Supplied text
········
Lecture 4-1
Social Media Data
for CUS

Esteban Moro

Network Science Institute | Northeastern University

NETS 7983 Computational Urban Science

2025-03-31

Welcome!

This week:

Introduction to Urban Data - Social Media Data as a tool for understanding urban systems

Aims

  • Understand the potential of social media data for urban science.
  • Learn about social media data and how to extract insights from them.
  • Understand the challenges of social media data for urban science.
  • Analyze social media data to understand social connectivity in cities.

Social Media Data

Why Social Media Data

Social media data is (was?) a powerful source of information for understanding urban challenges. The main reasons are:

  • Since their introduction in the early 2000s, social media platforms have become prevalent in our societies. Some platforms, like Facebook or Twitter, have billions of users.

Data from https://wearesocial.com/us/blog/2023/01/digital-2023/

Why Social Media Data

  • Users also expend a significant amount of time on these platforms

Why Social Media Data

  • Social Media Data contains many different types of information. A tweet,, for example,, can contain information about the user, the location, the time, the content, the sentiment of the text, the analysis of the pictures, etc.

Why Social Media Data

  • Social Media Data is also a source of real-time information, which makes it very useful for monitoring events in real-time, like natural disasters.

Temporal and spatial distributions of tweets after the Tohoku earthquake. From [1]

Why Social Media Data

  • Until recently, most social media platforms were open, meaning the data was available to researchers to analyze through their API. This has changed in recent years, with many platforms closing their data to researchers.

Hedonometer project, at the University of Vermont

Information in Social Media Data

Social media data is probably the semantically reachest data source available. It contains information about:

  • Geolocation of users, and thus, we can analyze the mobility of users (like LBS data).
  • Interaction and communication between users, and thus, we can analyze users’ social network.
  • The content of the messages allows us to analyze users’ opinions about a specific topic or event or their sentiments.
  • We can analyze the content of the images and videos shared by users.
  • The hashtags used by users, and thus, we can analyze users’ topics of interest.
  • The time of the messages, and thus, we can analyze the temporal patterns of users.

And many other meta-data about the user, their activities, their device, etc.

Uses of Social Media

Social media data is used by different groups of organizations:

  • Companies: to understand the opinion of their customers and products, to analyze the sentiment of their customers, etc. The own platforms use this data to improve their services and to target ads to users.
  • Governments: to monitor events, to analyze the sentiment of the population, to analyze the opinion of the population about their policies, etc.
  • Researchers: to understand urban challenges, to monitor events, to analyze the sentiment of the population, etc.
········
Data section
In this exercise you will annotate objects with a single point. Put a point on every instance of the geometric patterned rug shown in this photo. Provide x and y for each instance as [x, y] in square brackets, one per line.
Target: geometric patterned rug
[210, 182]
········
Exercise instructions
Write what comes next in the lecture notes on social media data for urban science, starting after their final point about how researchers use such data.

Response below
Consumer confidence index from surveys and Twitter. From https://www.ecb.europa.eu/pub/pdf/scpsps/ecbsp5.en.pdf

Users of Social Media data in Urban Science

Similarly to mobile phone data, social media data has been used in many different urban science studies. Some examples are:

  • Natural disasters: social media, especially Twitter has been used to monitor natural disasters in real-time, detect evacuation patterns, identify most affected areas using the content of the tweets, etc. [2]

  • Urban mobility: social media data has been used to analyze the mobility of users, to analyze the traffic congestion, to analyze the public transportation usage, mobility patterns of residents versus tourists. [3]

  • Urban health, like mapping how food environments influences health outcomes, detecting trends in food consumption, obesity, depression, and other health-related conditions in urban areas [4]

  • Environmental sustainability, like studying visits and usage of parks and green spaces, or the sentiment of the population about environmental issues like climate change. [5]

Users of Social Media data in Urban Science

  • Social equity: studying socio-spatial segregation and inequalities offline and online, understanding evolving urban demographics and community interactions. [6]

  • Economic development: analyze people’s behavior to understand unemployment, identify popular attractions and points of interest, etc. [7]

  • Social networks: analyze the social networks of users, to understand how people connect with each other, how information spreads in cities, etc. [8]

Main Social Media Data Platforms

The main social media platforms are:

  • Facebook: the biggest social media platform, with more than 2 billion users. It contains a lot of information about the users, their friends, their likes, etc.

Facebook data for Good webpage

Main Social Media Data Platforms

  • Twitter (now X): a microblogging platform where users can post short messages.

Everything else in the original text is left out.